● EXERCISE
Retrieve every line of the data holding the word "cloud".

● INPUT FOR THIS TASK

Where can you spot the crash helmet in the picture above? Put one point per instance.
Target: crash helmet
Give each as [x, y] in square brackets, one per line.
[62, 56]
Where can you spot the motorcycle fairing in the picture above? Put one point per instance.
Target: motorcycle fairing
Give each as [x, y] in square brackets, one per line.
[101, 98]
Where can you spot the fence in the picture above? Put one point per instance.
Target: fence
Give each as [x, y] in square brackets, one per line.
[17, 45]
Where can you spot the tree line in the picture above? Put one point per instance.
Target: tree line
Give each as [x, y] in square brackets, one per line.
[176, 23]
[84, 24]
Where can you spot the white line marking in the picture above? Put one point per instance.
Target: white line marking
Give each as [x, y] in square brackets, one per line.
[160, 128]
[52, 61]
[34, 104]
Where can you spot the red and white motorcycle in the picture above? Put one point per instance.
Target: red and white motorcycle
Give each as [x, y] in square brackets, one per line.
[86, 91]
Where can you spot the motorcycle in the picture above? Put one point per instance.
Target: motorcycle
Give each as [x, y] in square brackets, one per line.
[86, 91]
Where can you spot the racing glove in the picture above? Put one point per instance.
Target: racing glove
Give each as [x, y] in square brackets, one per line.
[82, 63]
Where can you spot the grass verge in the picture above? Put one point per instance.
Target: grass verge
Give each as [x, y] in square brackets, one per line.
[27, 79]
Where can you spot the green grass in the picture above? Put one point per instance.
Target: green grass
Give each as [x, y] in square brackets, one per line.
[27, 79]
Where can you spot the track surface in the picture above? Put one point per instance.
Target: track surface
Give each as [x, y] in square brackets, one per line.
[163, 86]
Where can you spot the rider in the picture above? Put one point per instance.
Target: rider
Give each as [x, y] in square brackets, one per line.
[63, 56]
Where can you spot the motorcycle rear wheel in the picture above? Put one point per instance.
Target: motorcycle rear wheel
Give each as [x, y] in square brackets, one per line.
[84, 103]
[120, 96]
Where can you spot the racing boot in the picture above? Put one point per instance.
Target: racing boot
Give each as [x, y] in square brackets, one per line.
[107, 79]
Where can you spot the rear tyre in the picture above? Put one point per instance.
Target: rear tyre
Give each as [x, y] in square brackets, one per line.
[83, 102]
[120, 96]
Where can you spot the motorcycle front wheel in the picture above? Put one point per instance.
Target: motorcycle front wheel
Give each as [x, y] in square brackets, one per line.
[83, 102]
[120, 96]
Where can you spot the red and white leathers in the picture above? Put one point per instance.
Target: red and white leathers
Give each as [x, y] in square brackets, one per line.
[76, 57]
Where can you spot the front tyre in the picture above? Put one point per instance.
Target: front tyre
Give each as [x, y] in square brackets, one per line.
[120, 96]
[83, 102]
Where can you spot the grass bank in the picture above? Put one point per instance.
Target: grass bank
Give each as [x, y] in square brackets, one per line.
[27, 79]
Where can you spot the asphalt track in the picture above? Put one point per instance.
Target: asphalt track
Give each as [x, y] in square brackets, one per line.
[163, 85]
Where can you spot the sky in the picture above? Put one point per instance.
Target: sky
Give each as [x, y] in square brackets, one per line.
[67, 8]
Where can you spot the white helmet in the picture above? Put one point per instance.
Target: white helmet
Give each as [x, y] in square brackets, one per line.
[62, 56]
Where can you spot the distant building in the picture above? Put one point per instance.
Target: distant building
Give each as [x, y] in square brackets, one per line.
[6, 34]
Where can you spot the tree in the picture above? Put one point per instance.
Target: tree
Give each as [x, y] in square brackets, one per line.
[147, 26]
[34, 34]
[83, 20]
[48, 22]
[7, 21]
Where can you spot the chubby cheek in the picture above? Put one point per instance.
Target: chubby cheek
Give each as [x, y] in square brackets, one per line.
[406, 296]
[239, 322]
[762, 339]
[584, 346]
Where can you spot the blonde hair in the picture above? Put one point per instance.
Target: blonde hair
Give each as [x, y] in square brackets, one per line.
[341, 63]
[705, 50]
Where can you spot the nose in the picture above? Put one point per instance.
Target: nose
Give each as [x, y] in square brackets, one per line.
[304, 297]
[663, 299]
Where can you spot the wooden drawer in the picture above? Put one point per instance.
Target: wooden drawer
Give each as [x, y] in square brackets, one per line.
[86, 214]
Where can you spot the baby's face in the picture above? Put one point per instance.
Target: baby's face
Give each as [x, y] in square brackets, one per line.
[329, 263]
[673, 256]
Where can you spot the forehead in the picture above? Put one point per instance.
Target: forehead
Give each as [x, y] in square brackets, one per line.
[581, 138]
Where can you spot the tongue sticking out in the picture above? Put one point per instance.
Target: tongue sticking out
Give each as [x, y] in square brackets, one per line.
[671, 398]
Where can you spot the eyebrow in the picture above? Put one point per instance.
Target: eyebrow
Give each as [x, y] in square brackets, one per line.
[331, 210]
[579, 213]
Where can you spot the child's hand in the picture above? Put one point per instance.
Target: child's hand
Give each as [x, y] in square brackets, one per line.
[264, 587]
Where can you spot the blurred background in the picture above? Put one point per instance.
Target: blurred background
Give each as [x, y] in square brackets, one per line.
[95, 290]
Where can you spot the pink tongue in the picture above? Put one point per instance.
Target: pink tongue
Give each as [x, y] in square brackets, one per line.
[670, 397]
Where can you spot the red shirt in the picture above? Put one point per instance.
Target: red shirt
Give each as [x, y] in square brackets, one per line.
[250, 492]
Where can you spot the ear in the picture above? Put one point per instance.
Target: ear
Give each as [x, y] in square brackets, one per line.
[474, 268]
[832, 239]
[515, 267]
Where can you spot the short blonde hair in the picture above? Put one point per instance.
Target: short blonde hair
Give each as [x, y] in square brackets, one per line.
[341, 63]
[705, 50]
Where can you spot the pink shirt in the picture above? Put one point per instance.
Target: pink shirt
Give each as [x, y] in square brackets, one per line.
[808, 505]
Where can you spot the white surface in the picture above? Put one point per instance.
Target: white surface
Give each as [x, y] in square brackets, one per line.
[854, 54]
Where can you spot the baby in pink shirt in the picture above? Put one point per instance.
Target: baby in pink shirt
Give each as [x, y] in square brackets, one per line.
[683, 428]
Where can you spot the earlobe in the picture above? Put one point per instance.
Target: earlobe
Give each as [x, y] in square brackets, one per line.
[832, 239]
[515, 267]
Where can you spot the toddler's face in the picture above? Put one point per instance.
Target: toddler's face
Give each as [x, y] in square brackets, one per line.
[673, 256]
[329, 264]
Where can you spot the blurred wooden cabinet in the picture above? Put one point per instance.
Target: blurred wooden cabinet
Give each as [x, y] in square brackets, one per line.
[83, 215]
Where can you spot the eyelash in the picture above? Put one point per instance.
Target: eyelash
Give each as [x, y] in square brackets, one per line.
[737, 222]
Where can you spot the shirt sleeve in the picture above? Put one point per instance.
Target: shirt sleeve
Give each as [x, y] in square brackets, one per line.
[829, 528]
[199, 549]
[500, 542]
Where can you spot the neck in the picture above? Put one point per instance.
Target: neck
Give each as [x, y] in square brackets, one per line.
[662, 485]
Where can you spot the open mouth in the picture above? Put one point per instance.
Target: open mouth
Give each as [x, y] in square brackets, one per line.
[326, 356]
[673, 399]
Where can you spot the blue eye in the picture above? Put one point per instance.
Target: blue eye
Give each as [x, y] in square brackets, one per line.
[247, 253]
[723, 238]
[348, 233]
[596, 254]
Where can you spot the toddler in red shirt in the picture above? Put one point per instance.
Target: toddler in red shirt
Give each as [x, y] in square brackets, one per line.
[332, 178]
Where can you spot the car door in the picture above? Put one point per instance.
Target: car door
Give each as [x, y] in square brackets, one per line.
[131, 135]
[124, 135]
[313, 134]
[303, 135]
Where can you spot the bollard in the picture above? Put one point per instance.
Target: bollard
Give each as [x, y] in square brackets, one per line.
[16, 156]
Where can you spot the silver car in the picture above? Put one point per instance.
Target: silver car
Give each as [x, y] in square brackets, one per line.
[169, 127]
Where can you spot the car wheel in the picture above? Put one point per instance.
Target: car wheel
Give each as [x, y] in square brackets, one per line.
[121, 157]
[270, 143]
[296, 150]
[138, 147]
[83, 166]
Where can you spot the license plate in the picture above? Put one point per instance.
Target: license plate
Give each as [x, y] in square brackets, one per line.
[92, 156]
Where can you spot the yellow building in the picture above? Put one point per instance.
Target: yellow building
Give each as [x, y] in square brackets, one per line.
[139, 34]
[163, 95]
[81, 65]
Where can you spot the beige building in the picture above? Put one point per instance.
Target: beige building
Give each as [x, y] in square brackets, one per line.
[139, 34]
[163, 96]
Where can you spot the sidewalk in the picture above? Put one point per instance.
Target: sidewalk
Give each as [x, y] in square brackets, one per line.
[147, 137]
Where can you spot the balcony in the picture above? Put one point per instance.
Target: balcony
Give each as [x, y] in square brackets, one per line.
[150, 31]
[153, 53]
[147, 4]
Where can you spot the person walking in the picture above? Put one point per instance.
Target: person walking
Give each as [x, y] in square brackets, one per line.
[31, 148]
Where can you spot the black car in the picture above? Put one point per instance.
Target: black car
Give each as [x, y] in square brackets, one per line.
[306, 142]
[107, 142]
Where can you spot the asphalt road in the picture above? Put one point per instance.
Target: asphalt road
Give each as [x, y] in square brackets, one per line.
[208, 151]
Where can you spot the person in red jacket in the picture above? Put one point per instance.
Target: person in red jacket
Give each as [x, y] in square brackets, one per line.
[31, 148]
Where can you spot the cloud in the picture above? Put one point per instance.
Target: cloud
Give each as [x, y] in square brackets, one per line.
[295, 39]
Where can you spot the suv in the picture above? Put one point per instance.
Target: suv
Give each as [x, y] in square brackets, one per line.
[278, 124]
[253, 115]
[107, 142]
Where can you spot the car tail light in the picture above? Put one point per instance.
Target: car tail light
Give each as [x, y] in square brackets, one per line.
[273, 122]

● EXERCISE RESPONSE
Where can you spot the cloud in the picture above? Put one point per instance.
Target: cloud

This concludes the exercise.